Ausgewählter Text ->
--
Am 31. März des gleichen Jahres wird dann das Trio Limmers für drei Celli im Allgemeinen Musikalischen Anzeiger besprochen:

 

Eine eben so verdienstliche Arbeit, wie das von einem Herrn Collegen in diesen Blättern jüngst besprochene Quatuor für dieselben Instrumente, und von demselben Verfasser. Übrigens weiß jeder Unterrichtete, dass es ungleich leichter sey, rein vierstimmig, als dreystimmig zu schreiben; denn im letzteren Falle hendelt es sich um die Auslassung eines Intervalles, und zwar, des am füglich entbehrlichsten, ohne den fließenden Gesang oder den harmonischen Strom des organischen Baues zu stören; da wird oft guter Rath theuer, und die Situation ähnlich jener Alcidens am Scheidewege. Unser Autor ist aber auch in dieser Setzweise kein Fremdling, und wohlgeübt, um jede Unheil drohende Klippe gefahrlos zu umschiffen.

Einer Eigenthümlichkeit können wir nicht umhin zu erwähnen; keineswegs, um damit einen Tadel auszusprechen, sondern bloß deshalb, weil dadurch eine Abweichung von der, so zu sagen stere type gewordenen Norm herbeygeführt wurde. Es handelt sich nämlich um die etwas exoterische Zusammenstellung der Tonarten: Der erste Satz Allegro, assai moderato, Alla-breve, steht in G-dur; das Andante in A-moll; das Finale, Allegro agitato, wechselt mit E-moll in E-dur.
--
Einträge ->
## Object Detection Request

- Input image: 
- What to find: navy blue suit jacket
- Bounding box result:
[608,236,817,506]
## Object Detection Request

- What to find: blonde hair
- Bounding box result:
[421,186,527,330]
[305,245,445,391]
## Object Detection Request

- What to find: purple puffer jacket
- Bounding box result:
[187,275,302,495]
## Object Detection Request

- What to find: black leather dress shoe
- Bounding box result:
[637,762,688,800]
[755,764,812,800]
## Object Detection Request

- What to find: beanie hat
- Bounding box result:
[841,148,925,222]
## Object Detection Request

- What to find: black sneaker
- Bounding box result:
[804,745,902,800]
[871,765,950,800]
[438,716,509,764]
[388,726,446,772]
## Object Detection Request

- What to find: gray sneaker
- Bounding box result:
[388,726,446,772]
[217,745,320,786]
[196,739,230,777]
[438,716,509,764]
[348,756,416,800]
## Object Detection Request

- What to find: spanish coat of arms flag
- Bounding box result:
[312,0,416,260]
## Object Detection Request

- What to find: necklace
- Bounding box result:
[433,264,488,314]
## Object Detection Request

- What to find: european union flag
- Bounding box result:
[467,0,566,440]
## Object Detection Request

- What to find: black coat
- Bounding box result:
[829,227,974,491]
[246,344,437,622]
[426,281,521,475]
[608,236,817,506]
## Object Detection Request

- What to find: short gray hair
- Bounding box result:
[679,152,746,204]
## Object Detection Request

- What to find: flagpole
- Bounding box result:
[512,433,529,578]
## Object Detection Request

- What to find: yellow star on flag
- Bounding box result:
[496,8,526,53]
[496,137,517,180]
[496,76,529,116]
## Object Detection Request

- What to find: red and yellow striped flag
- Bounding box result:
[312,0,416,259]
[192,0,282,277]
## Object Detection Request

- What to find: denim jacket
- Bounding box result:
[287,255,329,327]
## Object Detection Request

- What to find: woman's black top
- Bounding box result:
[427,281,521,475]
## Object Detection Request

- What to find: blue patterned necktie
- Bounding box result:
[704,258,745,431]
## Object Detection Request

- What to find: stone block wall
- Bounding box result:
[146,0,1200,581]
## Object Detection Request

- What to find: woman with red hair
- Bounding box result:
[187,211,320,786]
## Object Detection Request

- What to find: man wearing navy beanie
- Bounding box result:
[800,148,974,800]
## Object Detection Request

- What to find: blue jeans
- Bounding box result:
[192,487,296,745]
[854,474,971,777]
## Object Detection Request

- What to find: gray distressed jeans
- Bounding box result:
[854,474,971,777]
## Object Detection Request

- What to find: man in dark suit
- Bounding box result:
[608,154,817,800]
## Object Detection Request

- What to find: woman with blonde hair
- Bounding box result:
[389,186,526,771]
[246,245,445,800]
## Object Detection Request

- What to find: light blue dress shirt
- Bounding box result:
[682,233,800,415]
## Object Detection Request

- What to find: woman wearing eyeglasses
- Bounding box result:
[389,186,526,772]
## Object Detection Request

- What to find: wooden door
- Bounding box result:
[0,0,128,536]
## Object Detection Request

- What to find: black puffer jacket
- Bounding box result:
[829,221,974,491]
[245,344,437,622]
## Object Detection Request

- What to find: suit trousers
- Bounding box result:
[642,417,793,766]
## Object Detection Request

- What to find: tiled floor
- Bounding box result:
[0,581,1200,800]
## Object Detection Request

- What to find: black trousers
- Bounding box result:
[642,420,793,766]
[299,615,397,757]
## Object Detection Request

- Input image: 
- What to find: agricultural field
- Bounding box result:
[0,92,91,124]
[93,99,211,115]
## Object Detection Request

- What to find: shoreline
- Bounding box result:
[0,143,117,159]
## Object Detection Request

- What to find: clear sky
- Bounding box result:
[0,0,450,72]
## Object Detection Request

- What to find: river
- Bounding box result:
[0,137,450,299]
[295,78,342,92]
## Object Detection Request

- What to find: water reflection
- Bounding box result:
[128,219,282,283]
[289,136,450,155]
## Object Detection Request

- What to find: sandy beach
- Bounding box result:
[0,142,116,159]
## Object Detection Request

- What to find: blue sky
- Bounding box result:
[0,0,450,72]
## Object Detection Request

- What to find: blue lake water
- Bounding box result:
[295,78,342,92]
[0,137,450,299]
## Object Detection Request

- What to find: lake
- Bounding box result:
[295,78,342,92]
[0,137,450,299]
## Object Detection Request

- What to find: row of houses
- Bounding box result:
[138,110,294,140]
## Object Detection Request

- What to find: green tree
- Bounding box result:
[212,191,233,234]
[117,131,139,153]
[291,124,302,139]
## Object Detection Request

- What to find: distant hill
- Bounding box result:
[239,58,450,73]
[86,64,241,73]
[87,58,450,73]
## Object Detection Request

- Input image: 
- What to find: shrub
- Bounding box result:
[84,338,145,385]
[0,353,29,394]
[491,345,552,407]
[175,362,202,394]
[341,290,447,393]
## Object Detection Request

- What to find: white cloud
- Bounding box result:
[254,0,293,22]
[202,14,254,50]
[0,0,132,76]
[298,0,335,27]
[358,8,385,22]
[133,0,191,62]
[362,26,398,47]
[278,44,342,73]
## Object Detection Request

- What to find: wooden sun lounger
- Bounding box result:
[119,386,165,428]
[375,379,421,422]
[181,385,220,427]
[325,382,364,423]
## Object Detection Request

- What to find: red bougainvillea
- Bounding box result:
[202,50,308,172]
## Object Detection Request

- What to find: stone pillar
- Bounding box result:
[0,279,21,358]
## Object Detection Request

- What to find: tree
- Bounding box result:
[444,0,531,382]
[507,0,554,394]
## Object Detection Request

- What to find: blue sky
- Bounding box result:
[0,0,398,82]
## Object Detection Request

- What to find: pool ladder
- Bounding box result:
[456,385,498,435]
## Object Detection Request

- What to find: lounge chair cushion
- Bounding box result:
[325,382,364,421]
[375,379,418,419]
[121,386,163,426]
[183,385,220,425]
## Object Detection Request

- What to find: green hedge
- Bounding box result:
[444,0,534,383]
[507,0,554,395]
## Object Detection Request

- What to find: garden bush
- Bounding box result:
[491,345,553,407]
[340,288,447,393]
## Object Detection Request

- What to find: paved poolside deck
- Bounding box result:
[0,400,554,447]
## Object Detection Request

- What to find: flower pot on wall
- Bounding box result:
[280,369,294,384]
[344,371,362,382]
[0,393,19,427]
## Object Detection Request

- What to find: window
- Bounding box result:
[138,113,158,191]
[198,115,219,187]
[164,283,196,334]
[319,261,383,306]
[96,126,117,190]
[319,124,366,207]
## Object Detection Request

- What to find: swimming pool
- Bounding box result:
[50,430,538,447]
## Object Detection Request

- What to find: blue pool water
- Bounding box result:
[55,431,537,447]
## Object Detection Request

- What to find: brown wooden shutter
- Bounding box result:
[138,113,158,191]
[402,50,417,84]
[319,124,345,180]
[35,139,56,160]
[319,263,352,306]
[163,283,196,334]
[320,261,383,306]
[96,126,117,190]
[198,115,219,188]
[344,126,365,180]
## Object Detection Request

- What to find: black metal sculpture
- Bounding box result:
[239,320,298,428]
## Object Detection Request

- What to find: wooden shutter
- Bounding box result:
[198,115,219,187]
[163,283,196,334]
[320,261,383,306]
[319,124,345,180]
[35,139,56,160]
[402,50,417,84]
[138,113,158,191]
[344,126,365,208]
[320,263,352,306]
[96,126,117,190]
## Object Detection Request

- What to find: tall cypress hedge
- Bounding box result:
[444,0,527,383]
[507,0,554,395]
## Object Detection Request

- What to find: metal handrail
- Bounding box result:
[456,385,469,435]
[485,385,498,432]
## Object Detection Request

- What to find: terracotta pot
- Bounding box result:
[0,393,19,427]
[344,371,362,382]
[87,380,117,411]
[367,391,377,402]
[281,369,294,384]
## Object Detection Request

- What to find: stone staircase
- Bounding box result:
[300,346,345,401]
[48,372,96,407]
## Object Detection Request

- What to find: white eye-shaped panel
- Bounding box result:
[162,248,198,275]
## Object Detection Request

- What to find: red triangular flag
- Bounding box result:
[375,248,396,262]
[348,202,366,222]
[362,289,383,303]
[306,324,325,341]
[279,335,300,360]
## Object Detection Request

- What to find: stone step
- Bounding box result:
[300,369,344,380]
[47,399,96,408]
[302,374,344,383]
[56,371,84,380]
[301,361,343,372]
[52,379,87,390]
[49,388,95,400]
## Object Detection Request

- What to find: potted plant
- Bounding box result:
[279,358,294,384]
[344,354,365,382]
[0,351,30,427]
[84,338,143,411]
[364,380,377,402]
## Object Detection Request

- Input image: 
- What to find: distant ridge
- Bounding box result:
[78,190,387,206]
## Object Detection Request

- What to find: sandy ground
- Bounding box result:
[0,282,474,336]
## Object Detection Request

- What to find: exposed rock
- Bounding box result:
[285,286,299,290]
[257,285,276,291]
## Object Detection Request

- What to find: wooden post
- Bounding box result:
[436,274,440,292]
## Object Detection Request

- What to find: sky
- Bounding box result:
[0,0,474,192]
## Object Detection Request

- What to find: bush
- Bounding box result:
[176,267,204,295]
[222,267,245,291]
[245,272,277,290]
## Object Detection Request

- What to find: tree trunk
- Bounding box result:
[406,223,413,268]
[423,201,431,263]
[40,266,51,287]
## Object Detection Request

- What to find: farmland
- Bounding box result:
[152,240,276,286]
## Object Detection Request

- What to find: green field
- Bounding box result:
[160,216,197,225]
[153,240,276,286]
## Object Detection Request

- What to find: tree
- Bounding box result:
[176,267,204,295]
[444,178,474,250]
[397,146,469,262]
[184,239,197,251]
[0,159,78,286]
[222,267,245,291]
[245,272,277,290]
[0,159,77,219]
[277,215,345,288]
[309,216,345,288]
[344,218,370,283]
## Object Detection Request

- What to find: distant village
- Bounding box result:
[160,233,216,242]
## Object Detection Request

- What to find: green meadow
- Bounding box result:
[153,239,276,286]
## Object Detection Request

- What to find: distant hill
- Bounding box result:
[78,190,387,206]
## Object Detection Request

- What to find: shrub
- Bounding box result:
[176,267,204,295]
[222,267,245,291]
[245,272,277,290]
--
Anforderungen ->
A. In welcher Tonart steht laut der Rezension zum Cellotrio das Andante?
B. Führe die Rezension zum Cellotrio bitte im Anschluss an ihren letzten Satz fort.

Antworten ->
A. Das Andante steht in A-moll.

B.
Wir wissen recht gut, daß es keine absolute Schuldigkeit sey, nur einen Cyclus homogener Tonleiter zu berühren, und würden uns in manchen Fällen selbst keinen Gewissensscrupel darob machen. Indessen bringt man doch, schon des Gefühls von Einheit wegen, den Anfangs- und Schlußsatz gewöhnlich in die allernächste Verwandschaft; wäre es auch bloß einzig aus dem Grunde, um den Zuhörer zu avertiren, dass nichts mehr weiter folge. Wir haben uns diese Bemerkung aus wahrer Achtung für den Componisten erlaubt, weil vielleicht Mancher den Gedanken hegen möchte: als ob sämmtliche Sätze ursprünglich gar nicht für einander zu einem abgeschlossenen Ganzen bestimmt gewesen seyn dürften; ein Verdacht, welchem wir schlechterdings keinen Glauben beymessen, noch viel weniger zu theilen gesonnen sind.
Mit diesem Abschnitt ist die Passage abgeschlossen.